* **ACTIVITY**
Return the passage of the article about Celgene's Juno deal from "Celgene is doubling" to "for long-term growth.", copied word for word.

A scientist uses a pipette in the laboratory.  (Photographer: Cole Burston/Bloomberg )

With $9 Billion Juno Deal, Celgene Doubles Down on Cancer

(Bloomberg) -- Celgene Corp. made one of its largest deals ever with the $9 billion acquisition of Juno Therapeutics Inc., placing a costly bet on cutting-edge cancer treatments.

Celgene will gain research into a novel class of therapies known as CAR-T that use the body’s own immune system cells to fight cancer. The Summit, New Jersey-based company will pay $87 a share in cash, according to a statement Monday. That’s 91 percent above Juno’s closing price Jan. 16, the last trading day before the Wall Street Journal reported the companies were in talks.

“The clear message from Celgene is that they are making a big bet on the future of cell therapy," said Jefferies analyst Michael Yee, who advises buying Celgene stock. “This transaction could be seen as expensive until they show that this brings something else to the table.”

Celgene is doubling down on cancer drugs after suffering a major setback last year that sent its market value tumbling. The company’s top-selling blood cancer drug, Revlimid, is expected to face competition in about four years, and the failure of a high-profile experimental candidate for Crohn’s disease in a late-stage trial in October heightened the pressure to find new drivers for long-term growth.

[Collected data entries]
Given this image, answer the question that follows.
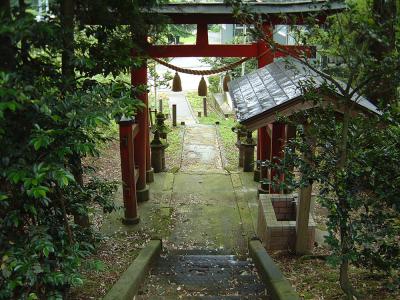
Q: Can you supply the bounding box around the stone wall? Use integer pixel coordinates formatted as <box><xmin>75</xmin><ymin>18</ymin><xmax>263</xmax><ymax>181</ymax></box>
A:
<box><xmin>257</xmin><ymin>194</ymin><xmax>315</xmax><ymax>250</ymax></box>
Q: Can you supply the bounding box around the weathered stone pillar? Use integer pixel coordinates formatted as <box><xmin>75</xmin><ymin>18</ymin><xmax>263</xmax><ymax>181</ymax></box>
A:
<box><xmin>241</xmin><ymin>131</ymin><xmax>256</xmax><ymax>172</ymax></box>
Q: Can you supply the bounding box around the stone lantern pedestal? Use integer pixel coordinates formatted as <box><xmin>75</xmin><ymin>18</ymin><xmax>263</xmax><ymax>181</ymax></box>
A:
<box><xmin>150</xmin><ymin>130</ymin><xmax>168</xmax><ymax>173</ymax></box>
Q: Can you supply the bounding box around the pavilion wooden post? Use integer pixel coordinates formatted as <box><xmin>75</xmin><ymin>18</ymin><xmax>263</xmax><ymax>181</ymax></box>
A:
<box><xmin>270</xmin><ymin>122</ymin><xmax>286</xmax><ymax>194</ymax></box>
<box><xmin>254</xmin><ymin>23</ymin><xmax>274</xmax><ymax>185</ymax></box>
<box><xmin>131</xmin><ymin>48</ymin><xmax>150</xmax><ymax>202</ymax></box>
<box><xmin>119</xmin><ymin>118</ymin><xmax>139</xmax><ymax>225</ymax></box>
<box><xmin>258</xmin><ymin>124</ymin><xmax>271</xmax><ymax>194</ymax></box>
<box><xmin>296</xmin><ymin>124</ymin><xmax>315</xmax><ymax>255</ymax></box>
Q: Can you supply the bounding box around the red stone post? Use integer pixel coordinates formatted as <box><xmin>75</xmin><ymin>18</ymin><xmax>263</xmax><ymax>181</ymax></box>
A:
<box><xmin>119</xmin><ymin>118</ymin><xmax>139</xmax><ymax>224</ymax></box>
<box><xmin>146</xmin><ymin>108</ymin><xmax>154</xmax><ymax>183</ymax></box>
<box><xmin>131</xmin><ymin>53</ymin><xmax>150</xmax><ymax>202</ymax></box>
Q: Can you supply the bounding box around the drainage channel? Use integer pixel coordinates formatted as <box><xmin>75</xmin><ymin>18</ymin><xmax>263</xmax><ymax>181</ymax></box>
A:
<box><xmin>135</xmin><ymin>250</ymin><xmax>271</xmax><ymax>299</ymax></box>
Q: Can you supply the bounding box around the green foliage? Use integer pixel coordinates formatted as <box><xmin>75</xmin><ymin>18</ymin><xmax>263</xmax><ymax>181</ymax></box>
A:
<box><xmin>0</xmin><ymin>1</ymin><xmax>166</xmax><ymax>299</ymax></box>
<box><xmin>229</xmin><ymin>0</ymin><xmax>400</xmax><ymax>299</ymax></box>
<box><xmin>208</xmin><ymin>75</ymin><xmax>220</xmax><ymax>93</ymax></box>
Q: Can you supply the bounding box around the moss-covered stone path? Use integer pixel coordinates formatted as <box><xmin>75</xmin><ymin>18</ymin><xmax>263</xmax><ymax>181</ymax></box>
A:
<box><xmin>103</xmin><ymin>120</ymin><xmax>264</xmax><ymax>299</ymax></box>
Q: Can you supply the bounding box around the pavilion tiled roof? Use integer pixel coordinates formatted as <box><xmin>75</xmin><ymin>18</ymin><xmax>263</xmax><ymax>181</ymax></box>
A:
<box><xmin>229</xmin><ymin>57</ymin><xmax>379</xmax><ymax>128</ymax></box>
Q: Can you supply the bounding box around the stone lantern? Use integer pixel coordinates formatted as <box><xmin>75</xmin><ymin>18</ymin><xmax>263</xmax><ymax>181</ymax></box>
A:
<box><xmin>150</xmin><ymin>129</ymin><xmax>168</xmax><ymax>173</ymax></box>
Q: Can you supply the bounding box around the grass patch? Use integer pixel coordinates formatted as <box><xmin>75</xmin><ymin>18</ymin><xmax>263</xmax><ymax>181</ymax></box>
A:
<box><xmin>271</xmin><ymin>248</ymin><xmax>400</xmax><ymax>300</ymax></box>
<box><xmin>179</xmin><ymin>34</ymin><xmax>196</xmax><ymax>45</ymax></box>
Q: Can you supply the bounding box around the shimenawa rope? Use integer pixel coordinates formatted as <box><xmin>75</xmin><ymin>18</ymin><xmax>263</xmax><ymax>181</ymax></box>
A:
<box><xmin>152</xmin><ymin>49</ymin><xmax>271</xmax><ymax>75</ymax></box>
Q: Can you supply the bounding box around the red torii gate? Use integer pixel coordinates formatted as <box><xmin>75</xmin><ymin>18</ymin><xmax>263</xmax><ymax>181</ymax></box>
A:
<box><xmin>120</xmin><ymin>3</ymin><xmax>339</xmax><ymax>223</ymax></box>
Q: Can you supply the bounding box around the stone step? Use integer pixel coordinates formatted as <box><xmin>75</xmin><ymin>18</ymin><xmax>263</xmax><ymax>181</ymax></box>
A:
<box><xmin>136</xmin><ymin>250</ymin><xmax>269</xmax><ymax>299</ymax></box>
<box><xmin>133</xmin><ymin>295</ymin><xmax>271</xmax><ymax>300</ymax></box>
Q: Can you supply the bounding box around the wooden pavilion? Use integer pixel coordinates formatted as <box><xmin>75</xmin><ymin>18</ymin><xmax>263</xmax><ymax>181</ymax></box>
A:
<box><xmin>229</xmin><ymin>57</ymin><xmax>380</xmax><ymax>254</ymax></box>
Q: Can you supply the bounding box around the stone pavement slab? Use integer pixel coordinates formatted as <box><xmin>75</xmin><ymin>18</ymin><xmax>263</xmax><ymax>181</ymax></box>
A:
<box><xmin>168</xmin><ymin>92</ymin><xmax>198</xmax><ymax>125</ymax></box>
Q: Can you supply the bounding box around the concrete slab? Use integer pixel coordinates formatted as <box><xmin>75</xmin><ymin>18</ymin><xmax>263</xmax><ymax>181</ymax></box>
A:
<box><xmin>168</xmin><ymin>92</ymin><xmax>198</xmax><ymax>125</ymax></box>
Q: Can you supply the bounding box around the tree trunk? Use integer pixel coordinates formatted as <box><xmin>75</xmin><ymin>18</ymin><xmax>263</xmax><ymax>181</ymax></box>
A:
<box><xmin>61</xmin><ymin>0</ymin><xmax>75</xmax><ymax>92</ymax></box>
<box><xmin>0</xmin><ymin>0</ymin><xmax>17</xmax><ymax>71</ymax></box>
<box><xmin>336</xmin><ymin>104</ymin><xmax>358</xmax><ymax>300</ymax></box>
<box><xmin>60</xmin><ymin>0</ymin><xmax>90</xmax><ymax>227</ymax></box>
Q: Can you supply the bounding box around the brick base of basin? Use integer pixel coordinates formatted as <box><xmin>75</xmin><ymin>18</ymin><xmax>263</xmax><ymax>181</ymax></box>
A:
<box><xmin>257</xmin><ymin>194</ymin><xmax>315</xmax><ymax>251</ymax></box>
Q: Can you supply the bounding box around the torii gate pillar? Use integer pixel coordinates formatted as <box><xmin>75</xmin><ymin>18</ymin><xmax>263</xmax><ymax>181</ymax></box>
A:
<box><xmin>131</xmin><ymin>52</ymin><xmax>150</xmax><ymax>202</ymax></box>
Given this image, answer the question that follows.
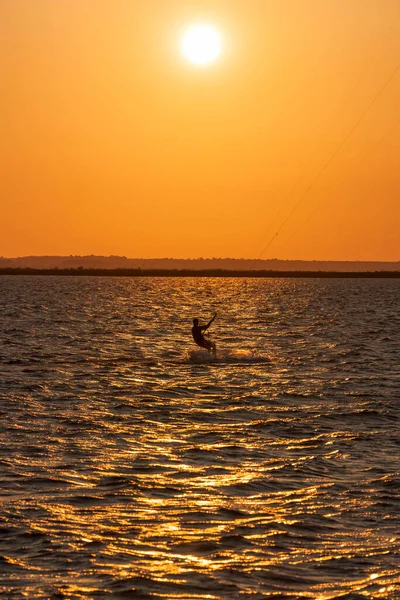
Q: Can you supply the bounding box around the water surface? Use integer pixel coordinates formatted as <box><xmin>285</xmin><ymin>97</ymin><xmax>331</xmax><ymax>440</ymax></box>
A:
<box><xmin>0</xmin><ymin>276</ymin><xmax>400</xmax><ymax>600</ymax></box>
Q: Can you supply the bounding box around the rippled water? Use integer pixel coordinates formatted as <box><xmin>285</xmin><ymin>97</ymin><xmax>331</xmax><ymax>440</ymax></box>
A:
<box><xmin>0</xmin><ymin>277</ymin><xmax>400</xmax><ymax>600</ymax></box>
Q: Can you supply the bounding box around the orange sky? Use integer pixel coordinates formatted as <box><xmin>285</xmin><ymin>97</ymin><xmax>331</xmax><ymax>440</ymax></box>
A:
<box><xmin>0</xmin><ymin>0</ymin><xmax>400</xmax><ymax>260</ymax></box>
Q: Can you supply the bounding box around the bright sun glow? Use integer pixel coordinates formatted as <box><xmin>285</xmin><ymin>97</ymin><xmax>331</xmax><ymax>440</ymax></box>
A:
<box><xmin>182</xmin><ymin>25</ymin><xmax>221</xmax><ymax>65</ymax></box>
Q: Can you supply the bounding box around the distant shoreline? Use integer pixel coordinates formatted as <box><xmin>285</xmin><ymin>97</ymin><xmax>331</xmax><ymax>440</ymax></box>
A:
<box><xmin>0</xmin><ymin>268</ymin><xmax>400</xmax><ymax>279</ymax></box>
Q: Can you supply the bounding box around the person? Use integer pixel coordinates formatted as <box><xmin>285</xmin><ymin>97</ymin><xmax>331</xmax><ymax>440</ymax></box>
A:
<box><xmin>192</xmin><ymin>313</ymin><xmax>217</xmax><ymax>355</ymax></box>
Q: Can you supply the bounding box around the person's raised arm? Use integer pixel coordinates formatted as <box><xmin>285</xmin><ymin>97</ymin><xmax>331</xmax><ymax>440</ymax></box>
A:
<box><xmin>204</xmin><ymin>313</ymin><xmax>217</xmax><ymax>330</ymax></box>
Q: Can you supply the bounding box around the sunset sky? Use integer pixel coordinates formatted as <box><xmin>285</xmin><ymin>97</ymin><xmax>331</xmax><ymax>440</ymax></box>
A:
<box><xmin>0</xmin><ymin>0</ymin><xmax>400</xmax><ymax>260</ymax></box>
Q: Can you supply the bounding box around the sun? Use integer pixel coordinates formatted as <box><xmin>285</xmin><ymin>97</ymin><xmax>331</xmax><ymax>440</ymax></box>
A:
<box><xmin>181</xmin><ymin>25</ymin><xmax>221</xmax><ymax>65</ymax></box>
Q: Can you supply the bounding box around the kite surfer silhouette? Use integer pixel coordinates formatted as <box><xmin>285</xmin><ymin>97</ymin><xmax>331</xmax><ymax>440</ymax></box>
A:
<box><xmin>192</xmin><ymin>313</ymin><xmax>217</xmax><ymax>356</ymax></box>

...

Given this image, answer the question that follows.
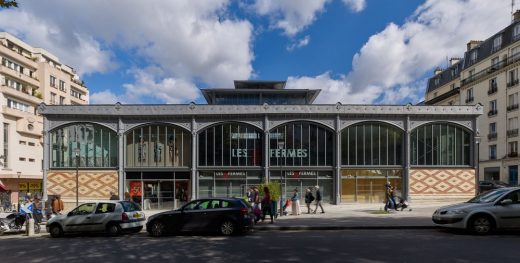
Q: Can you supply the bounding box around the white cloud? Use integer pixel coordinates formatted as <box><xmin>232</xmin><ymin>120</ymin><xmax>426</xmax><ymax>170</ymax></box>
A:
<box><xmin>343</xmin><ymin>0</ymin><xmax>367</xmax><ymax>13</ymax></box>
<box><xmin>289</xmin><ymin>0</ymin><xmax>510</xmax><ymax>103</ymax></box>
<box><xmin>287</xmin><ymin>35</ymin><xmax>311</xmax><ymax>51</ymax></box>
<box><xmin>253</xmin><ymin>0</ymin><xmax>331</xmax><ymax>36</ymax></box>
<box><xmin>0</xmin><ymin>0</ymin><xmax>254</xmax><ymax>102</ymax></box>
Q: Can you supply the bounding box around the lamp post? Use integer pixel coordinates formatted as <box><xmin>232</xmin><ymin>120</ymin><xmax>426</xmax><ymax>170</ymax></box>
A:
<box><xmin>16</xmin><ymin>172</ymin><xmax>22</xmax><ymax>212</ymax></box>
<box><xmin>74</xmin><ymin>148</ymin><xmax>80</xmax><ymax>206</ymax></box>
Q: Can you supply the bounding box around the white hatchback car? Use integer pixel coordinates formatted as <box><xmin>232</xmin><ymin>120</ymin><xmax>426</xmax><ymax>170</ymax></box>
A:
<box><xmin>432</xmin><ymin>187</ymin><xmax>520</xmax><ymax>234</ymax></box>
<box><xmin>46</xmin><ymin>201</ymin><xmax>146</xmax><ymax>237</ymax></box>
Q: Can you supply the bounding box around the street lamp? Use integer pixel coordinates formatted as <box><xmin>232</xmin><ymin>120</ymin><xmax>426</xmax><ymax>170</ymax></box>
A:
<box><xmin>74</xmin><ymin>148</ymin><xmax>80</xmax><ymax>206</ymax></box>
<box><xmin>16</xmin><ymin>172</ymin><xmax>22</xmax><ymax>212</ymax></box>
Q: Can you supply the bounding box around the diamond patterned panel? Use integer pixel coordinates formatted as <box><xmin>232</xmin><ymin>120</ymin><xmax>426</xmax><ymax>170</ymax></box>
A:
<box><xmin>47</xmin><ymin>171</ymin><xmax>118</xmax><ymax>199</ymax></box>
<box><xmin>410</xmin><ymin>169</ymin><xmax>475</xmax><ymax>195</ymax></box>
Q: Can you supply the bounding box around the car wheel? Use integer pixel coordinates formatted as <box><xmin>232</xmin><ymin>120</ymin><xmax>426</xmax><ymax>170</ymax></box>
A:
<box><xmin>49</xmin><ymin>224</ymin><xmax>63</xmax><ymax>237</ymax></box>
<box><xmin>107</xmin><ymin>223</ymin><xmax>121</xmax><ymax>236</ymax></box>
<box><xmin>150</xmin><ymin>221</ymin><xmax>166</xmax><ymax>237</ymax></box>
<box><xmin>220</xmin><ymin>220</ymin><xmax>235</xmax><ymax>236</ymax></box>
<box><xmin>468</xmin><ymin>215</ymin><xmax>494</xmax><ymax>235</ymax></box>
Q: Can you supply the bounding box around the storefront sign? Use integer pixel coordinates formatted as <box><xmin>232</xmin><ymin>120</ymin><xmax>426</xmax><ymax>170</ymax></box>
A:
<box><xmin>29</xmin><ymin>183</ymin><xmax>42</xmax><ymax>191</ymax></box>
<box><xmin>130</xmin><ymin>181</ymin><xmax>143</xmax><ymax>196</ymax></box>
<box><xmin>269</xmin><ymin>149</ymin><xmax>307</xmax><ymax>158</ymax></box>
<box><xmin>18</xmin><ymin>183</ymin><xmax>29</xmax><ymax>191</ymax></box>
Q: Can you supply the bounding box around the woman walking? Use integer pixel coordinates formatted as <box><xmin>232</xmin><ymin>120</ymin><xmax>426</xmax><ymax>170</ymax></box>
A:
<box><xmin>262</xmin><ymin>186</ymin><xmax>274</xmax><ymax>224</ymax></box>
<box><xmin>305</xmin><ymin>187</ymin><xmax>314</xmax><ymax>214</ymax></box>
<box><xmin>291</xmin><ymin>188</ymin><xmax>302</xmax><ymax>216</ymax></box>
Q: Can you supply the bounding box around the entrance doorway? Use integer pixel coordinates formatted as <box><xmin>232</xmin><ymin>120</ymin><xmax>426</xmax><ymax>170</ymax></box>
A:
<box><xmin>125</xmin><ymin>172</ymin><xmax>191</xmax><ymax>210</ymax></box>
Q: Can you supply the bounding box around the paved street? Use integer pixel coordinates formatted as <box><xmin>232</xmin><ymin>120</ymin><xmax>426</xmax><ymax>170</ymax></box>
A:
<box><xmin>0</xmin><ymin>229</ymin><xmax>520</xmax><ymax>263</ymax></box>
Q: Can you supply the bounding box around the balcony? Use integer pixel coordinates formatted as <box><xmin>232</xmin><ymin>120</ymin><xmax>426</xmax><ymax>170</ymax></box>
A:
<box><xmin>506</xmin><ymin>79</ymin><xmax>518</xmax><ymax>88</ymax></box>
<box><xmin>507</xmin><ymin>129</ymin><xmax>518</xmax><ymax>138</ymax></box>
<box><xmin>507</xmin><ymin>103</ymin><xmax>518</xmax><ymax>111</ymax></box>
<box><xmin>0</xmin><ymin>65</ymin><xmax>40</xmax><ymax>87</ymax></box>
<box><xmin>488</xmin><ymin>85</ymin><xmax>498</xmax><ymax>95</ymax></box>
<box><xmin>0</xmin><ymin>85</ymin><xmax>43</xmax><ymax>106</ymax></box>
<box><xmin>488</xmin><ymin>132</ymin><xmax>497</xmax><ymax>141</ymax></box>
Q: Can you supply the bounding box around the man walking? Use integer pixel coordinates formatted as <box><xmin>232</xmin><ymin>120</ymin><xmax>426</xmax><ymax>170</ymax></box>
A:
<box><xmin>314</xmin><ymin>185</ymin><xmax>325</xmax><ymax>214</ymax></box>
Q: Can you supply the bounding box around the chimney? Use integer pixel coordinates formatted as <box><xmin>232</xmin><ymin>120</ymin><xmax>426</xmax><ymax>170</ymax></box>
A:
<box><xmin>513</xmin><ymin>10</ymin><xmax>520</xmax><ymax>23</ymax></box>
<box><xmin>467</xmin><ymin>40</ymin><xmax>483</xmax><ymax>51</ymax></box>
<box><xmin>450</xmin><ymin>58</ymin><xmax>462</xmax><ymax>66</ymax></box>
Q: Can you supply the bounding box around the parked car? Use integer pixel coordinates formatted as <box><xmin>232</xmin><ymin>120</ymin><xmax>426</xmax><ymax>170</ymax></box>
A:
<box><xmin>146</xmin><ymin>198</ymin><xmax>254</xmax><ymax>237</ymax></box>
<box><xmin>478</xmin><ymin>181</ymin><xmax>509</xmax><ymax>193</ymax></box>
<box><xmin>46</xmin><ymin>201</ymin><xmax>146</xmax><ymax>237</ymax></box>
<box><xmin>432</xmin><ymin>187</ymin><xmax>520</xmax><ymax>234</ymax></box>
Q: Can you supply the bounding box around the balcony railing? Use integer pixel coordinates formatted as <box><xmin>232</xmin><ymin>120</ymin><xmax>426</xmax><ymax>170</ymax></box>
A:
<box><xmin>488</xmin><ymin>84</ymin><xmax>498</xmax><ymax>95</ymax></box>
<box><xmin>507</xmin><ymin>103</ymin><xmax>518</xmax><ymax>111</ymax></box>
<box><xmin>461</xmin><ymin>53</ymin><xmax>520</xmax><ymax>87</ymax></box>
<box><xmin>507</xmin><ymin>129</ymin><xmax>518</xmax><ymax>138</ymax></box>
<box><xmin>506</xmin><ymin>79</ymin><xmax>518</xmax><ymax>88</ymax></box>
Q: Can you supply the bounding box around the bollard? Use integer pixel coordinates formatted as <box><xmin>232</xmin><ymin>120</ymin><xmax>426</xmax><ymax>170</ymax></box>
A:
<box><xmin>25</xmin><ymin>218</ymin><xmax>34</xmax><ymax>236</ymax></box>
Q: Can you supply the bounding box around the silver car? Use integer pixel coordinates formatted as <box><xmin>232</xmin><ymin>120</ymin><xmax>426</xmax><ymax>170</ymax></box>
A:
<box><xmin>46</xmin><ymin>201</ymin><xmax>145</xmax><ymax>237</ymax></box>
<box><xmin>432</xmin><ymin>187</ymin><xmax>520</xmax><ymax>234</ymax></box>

...

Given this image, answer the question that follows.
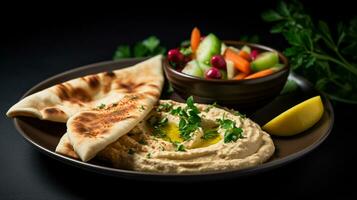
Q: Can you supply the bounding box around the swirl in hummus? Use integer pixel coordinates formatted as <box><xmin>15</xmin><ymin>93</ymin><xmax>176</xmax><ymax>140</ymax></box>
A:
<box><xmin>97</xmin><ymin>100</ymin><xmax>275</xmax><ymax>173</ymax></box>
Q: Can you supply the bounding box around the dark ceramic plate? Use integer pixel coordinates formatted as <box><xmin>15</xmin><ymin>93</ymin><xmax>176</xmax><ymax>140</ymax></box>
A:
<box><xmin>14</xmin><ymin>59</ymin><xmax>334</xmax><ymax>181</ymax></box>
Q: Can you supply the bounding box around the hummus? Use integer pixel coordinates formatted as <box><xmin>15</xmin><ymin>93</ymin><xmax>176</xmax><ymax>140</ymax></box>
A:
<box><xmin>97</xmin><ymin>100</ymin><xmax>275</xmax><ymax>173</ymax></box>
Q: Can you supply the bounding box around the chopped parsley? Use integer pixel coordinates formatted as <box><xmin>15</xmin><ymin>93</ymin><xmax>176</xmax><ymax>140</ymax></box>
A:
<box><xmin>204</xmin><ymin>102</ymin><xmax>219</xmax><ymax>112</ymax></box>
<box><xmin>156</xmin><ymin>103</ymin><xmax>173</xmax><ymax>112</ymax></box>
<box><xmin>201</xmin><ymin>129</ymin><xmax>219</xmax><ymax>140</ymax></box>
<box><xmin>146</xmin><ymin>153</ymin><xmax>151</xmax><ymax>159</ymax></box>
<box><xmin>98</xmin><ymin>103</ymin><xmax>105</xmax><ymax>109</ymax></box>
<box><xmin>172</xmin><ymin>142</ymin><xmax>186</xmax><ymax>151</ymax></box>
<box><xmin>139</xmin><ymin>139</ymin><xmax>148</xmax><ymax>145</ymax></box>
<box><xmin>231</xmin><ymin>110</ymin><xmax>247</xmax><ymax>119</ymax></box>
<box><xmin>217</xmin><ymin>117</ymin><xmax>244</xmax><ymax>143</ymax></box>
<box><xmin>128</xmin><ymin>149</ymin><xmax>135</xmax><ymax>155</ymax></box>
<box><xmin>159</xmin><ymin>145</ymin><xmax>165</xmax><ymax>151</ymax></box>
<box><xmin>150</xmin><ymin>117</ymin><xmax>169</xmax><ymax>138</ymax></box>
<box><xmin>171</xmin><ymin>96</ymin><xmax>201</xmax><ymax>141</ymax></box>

* **SOLUTION FOR THIS TASK**
Celgene is doubling down on cancer drugs after suffering a major setback last year that sent its market value tumbling. The company’s top-selling blood cancer drug, Revlimid, is expected to face competition in about four years, and the failure of a high-profile experimental candidate for Crohn’s disease in a late-stage trial in October heightened the pressure to find new drivers for long-term growth.